== Extracted records
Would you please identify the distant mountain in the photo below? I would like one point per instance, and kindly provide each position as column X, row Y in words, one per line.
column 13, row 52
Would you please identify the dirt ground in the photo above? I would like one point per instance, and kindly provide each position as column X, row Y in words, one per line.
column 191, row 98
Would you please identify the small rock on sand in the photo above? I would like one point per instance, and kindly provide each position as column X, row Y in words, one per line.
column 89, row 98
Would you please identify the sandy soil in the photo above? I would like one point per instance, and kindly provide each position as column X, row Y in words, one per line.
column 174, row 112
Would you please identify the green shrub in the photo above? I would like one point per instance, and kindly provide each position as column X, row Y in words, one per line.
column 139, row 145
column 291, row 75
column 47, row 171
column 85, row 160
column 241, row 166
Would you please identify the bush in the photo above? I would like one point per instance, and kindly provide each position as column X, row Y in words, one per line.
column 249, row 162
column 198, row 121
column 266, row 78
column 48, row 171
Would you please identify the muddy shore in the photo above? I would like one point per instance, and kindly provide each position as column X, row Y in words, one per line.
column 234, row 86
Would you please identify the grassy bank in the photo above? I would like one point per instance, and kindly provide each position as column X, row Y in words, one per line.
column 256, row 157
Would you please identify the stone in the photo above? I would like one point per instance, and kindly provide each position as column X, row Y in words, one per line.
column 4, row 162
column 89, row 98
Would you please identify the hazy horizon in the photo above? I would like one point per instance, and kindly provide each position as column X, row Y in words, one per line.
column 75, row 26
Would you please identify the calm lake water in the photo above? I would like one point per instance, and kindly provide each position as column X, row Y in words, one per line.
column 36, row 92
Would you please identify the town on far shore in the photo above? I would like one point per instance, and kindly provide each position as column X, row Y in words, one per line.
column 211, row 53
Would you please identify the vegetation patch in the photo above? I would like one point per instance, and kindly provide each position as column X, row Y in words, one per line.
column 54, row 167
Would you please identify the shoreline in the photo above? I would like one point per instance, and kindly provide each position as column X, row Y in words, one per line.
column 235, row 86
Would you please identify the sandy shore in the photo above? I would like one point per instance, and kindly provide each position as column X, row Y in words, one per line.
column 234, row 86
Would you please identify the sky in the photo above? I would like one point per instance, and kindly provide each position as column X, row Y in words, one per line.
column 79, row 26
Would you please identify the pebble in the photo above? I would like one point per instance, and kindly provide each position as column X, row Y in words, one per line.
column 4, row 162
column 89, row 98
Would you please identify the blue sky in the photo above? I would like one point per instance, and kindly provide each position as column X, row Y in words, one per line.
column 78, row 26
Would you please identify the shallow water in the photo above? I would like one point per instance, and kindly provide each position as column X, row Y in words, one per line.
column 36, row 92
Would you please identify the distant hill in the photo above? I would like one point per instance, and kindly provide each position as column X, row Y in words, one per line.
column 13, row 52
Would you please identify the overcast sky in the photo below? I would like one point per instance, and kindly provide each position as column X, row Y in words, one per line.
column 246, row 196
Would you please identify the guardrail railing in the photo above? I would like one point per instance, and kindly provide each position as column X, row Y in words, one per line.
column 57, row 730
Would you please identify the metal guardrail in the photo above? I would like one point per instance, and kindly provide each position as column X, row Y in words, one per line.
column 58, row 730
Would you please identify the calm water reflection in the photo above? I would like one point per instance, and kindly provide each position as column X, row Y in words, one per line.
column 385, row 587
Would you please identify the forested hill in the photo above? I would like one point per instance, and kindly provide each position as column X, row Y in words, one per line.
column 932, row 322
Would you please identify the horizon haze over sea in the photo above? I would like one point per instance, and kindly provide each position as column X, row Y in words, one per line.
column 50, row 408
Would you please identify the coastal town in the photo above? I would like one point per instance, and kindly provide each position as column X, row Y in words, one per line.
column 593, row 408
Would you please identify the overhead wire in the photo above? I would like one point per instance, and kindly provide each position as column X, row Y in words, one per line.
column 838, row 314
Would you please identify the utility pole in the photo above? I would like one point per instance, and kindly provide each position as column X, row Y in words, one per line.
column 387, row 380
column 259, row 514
====
- **Task requirements**
Reproduce all of the data above verbatim, keeping every line unchanged and in its original order.

- **Output for this exercise**
Would you please identify the distant mountain in the photo below? I would like one point per instance, and kindly provide each position as column X, row Y in words, one per line.
column 13, row 52
Would you please identify the dirt ground in the photo above? I would like one point per instance, and kindly provide each position as column X, row Y in words, one per line.
column 191, row 98
Would you please identify the small rock on sand in the photo above? I would like one point per instance, and kindly provide each position as column X, row Y in words, one per line.
column 89, row 98
Would you please identify the sandy soil in the photo above? I would like one point per instance, and kindly provide each position as column X, row Y in words, one per line.
column 174, row 112
Would you please identify the green shrub in the photo above? I would like one point per instance, and kindly provide each position as column X, row Y in words, one per line.
column 139, row 145
column 291, row 75
column 47, row 171
column 85, row 160
column 241, row 166
Would you please identify the bush in the photo above? I would like one point per instance, and kindly provide each position as column X, row Y in words, one per line.
column 249, row 162
column 198, row 121
column 266, row 78
column 48, row 171
Would you please identify the muddy shore in the photo above? I would like one point per instance, and kindly provide each position as column X, row Y in words, one per line.
column 234, row 86
Would you please identify the grassy bank in the photo above? I would like one point per instance, and kindly provide each position as column X, row Y in words, one per line.
column 256, row 157
Would you please identify the stone in the photo above? I would like one point per instance, and kindly provide each position as column X, row Y in words, one per line.
column 4, row 162
column 89, row 98
Would you please identify the hazy horizon in the photo above? I would like one point per instance, and kindly provide each position as column X, row Y in words, one per line.
column 75, row 26
Would you please identify the calm lake water in the photo above? I would like one point per instance, and kindly provide each position as column X, row Y in words, one per line.
column 36, row 92
Would you please identify the town on far shore in the photo above? I would like one point per instance, and kindly provide each position as column X, row Y in words, one per line.
column 211, row 53
Would you please identify the vegetation patch in the photo above? I would like one point per instance, and kindly provide each position as column X, row Y in words, one per line.
column 54, row 167
Would you please identify the shoreline in the photo above? I would like one point per instance, and kindly provide each position as column X, row Y in words, one per line.
column 235, row 86
Would you please identify the sandy shore in the photo above? I would like one point per instance, and kindly provide each position as column X, row Y in words, one per line.
column 234, row 86
Would you please identify the sky in the photo above? I would like one point per instance, and kindly provide each position as column X, row Y in words, one per line.
column 79, row 26
Would you please identify the pebble in the photo above? I would like one point per instance, and kindly provide each position as column X, row Y in words, one per line.
column 4, row 162
column 89, row 98
Would you please identify the blue sky in the photo above? I would like one point per instance, and kindly provide each position as column X, row Y in words, one per line.
column 78, row 26
Would you please identify the shallow water in the photo above? I would like one point per instance, and kindly provide each position as column X, row Y in words, one per line.
column 36, row 92
Would you please identify the distant hill in the photo above? I would like one point per instance, and kindly provide each position as column X, row Y in words, one per line.
column 13, row 52
Would you please identify the overcast sky in the photo below? I would like one point per instance, and kindly provide each position as column X, row Y in words, one per line.
column 246, row 196
Would you please identify the guardrail railing in the photo above? I would like one point per instance, and kindly provide each position as column X, row Y in words, one per line.
column 57, row 730
Would you please identify the metal guardrail in the photo above? I would like one point per instance, and kindly provide each position as column X, row Y in words, one per line.
column 58, row 730
Would you please identify the calm water reflection in the photo above? I would like one point per instance, and kindly provide each position as column X, row Y in words, one per line.
column 385, row 587
Would you please identify the forested hill in the photo above? I would like one point per instance, and kindly provide each position as column X, row Y in words, one per line.
column 932, row 322
Would you please identify the horizon haze over sea in the photo above? I would like one point per instance, and kindly provide each position as column X, row Y in words, one per line.
column 50, row 408
Would you please identify the coastal town in the photo above? I would like one point per instance, and kindly provide each position as column X, row Y in words, one per line.
column 593, row 408
Would you please identify the overhead wire in the photo above? I would like one point per instance, and kindly provide each position as column X, row Y in words, one per line.
column 838, row 314
Would you please identify the utility pole in the photo above? I would like one point per instance, and kindly provide each position as column X, row Y in words, one per line.
column 387, row 380
column 259, row 514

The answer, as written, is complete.